= TESTO SELEZIONATO =
L’ultimo film di David Cronenberg racconta la vera storia dei fondatori della psico-analisi

Zurigo, 1904. Il giovane e brillante psichiatra Carl Gustav Jung si trova a dover curare una singolare paziente, la giovane russa Sabina Spielrein, condizione sociale agiata e una storia di umiliazioni e violenze familiari alle spalle. La ragazza è affetta da una grave forma di isteria che le provoca comportamenti aggressivi ma ha anche una mente brillante, parla fluentemente il tedesco ed è intenzionata ad intraprendere a sua volta la carriera medica nel campo psichiatrico. Nel frattempo, le rivoluzionarie idee di Sigmund Freud stanno prendendo sempre più piede nel mondo della psichiatria, e lo stesso Jung, seguace delle teorie del medico austriaco, decide di applicare il suo metodo su Sabina. La ragazza migliora sensibilmente, ma intreccia anche una pericolosa relazione con il giovane psichiatra, mentre quest’ultimo, sempre più convinto che le teorie del suo maestro sul legame tra sessualità e disturbi emotivi siano insufficienti per spiegare la genesi di questi ultimi, inizia con questi un rapporto di amicizia prima epistolare, poi personale. Ma l’intreccio del sempre più intenso rapporto di Jung con Sabina, e della sua stimolante amicizia con Freud, porterà a conseguenze imprevedibili.

= DATI DELL'ESERCIZIO =

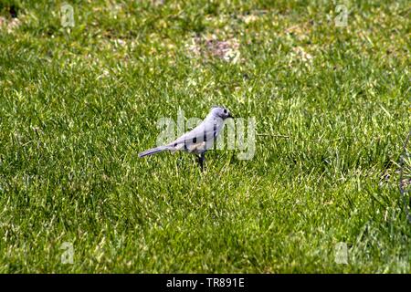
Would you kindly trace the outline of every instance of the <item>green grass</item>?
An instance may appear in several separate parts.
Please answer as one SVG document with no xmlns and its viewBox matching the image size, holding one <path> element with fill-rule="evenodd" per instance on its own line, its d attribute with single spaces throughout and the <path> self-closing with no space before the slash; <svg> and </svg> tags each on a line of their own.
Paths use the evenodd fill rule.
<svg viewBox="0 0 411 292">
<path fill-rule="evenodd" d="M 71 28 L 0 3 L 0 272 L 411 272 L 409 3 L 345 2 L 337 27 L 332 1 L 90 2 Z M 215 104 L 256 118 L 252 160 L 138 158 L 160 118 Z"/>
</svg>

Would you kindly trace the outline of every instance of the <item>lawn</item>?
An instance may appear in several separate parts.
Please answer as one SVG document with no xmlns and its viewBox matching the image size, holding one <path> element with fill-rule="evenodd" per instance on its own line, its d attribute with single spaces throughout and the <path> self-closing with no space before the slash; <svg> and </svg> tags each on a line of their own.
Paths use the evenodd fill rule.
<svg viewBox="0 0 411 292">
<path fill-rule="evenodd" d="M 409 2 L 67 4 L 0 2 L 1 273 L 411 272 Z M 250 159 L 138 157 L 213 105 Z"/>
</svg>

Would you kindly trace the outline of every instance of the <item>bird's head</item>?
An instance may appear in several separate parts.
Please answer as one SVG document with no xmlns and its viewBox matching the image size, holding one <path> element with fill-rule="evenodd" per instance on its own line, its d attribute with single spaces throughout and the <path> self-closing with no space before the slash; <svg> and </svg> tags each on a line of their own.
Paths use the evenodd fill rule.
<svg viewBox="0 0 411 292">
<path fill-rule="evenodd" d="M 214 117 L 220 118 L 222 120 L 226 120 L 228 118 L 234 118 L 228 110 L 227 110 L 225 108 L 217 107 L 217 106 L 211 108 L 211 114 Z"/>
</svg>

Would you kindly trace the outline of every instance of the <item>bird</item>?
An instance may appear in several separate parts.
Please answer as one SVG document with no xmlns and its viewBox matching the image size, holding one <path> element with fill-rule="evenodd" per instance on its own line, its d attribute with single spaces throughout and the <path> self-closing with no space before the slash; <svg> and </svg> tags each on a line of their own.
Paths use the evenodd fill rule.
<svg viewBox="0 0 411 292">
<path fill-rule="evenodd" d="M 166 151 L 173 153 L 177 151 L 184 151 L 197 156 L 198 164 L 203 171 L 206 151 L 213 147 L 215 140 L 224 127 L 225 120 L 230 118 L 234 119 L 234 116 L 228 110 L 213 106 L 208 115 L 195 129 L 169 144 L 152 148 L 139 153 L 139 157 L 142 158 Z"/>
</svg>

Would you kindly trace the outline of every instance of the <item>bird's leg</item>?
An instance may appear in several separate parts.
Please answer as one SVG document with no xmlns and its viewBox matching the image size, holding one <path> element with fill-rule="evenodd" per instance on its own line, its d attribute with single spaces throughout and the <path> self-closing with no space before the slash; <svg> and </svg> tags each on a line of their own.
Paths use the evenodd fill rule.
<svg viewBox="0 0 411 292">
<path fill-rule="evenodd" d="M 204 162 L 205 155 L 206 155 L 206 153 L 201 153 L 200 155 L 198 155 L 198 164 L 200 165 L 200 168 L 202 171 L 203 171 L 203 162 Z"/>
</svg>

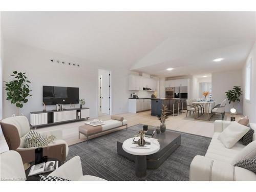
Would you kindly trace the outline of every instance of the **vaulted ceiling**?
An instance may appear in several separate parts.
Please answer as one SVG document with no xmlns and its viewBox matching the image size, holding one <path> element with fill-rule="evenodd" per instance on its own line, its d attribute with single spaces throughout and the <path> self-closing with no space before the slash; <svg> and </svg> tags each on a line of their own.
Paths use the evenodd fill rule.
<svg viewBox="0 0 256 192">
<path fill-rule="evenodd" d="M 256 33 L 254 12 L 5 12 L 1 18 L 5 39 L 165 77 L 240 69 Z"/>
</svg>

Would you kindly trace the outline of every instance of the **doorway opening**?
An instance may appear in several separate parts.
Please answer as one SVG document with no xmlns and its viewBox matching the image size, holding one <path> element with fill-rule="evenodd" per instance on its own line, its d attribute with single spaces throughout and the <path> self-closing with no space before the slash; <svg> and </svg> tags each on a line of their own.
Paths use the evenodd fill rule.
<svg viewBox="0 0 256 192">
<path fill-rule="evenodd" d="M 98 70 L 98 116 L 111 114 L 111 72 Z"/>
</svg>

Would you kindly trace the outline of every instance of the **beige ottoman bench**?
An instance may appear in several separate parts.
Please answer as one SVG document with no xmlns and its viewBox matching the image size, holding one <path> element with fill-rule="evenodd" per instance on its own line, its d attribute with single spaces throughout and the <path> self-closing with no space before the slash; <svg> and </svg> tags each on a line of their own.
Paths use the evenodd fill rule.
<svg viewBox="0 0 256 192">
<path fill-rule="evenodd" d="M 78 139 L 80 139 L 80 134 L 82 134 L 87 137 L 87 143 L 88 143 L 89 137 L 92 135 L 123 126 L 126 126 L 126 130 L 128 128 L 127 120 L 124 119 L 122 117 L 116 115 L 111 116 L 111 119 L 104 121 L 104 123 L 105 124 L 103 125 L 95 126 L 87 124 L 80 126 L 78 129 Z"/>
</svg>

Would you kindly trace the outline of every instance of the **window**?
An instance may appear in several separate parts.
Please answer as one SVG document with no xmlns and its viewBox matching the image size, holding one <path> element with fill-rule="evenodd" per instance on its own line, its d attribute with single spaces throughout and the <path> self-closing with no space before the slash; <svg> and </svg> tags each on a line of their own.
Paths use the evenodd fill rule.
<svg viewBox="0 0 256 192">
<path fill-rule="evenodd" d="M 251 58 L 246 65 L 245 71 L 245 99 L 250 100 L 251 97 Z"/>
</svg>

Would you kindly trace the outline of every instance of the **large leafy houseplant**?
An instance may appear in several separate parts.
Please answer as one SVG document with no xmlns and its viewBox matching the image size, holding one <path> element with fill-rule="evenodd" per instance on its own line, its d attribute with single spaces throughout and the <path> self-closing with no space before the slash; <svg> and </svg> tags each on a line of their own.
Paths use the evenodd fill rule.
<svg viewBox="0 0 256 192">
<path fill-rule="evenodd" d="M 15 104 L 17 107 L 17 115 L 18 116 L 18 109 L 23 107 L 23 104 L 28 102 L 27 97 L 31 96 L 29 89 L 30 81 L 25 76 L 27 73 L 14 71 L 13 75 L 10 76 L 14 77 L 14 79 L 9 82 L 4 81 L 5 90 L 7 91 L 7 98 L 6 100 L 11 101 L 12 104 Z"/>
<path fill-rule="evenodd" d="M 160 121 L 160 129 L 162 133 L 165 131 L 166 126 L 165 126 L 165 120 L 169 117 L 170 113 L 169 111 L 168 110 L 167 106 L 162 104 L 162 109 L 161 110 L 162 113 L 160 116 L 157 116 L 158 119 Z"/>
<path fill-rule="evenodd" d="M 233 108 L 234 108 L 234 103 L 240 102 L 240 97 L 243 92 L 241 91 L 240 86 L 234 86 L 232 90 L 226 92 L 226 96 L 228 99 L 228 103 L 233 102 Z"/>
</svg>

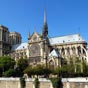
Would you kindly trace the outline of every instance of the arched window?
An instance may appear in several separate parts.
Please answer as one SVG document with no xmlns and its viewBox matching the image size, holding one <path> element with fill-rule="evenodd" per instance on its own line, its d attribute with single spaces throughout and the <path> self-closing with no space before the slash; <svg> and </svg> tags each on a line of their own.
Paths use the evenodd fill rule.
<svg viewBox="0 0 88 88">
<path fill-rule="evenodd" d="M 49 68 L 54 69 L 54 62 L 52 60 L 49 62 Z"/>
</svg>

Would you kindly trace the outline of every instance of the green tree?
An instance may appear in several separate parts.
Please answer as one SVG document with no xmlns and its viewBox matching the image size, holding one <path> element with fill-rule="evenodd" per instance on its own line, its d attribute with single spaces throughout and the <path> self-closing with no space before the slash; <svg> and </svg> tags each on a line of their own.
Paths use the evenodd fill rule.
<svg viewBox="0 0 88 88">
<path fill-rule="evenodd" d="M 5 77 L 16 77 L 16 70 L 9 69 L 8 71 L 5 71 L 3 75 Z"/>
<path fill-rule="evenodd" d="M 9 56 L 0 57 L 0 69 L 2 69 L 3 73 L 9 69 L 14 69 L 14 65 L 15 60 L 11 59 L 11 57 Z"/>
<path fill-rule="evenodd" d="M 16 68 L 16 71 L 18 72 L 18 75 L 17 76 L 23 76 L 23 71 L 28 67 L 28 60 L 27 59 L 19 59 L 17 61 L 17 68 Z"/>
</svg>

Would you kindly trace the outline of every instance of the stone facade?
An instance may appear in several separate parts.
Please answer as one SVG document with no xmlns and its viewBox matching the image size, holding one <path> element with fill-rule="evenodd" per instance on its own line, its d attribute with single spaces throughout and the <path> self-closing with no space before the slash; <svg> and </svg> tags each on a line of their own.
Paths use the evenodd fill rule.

= COMPLETA QUANTO SEGUE =
[1] Indica se le seguenti affermazioni concordano con il testo sul film di Cronenberg, rispondendo sì o no e citando alla lettera le parole decisive: (a) Sabina Spielrein parla fluentemente il tedesco; (b) la vicenda si apre a Vienna nel 1904; (c) Jung segue le teorie di Freud.
[2] Fornisci un seguito al testo sul film di Cronenberg, a partire dalla sua ultima frase.

= RISPOSTE AI COMPITI =
[1]
(a) Sì: «parla fluentemente il tedesco».
(b) No: «Zurigo, 1904.»
(c) Sì: «lo stesso Jung, seguace delle teorie del medico austriaco».

[2]
A Dangerous Method è un film nato da una piece teatrale che il suo stesso autore Christopher Hampton ha trasformato in una sceneggiatura; una storia che esplora da vicino i torbidi ed ambigui rapporti tra tre personalità che si riveleranno fondamentali per l’evoluzione della scienza psichiatrica del ventesimo secolo. A differenza degli ultimi film, nei quali David Cronenberg aveva puntato molto sulla violenza e sul sangue, questa storia punta molto a raccontare quelli che sono i labirinti della mente, le idee e le cause che conducono a determinate scelte e a determinati comportamenti.

La fotografia e la scenografia sono claustrofobiche; da notare, da questo punto di vista, la necessità di costruire degli ambienti che rispecchiassero quelli dove questi studiosi passavano gran parte del loro tempo e dove hanno portato avanti le loro ricerche più illuminanti. Lo studio di Freud è stato volutamente affossato da librerie e tomi enormi a voler rendere, probabilmente, l’idea di affossamento e di precipizio nei confronti di tematiche base come la psiche e la sessualità.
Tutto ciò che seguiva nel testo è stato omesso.